Input material section start

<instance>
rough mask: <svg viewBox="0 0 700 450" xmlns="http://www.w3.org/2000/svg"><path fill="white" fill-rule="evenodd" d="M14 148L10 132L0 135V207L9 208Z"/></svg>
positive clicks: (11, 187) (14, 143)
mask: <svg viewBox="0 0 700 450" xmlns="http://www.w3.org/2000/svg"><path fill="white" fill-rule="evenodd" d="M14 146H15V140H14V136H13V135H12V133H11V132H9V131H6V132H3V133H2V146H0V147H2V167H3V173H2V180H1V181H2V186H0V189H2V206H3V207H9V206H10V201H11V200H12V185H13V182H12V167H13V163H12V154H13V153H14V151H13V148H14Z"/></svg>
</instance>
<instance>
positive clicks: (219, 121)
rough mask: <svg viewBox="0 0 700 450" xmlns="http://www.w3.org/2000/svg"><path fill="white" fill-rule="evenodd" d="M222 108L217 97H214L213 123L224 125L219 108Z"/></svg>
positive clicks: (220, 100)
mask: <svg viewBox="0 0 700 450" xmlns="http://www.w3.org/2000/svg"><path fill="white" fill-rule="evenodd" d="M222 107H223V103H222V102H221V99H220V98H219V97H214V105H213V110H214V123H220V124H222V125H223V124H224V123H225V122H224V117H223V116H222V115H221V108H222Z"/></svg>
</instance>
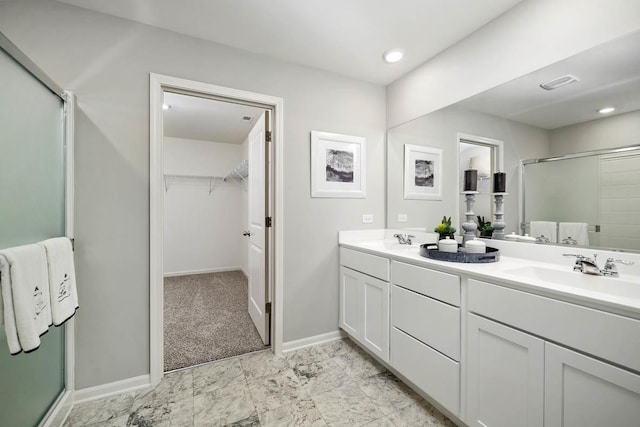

Input material section end

== Work request ==
Write the lines out again exactly, beginning at the one containing "positive clicks: (219, 121)" and ending with the last line of the entries, but without any pictures.

== Answer for this exercise ==
positive clicks: (219, 121)
rough mask: <svg viewBox="0 0 700 450" xmlns="http://www.w3.org/2000/svg"><path fill="white" fill-rule="evenodd" d="M222 108L217 97H214L213 123L224 125L219 108Z"/></svg>
positive clicks: (220, 100)
mask: <svg viewBox="0 0 700 450" xmlns="http://www.w3.org/2000/svg"><path fill="white" fill-rule="evenodd" d="M222 107H223V103H222V102H221V99H220V98H219V97H214V105H213V110H214V123H220V124H222V125H223V124H224V123H225V122H224V117H223V116H222V115H221V108H222Z"/></svg>
</instance>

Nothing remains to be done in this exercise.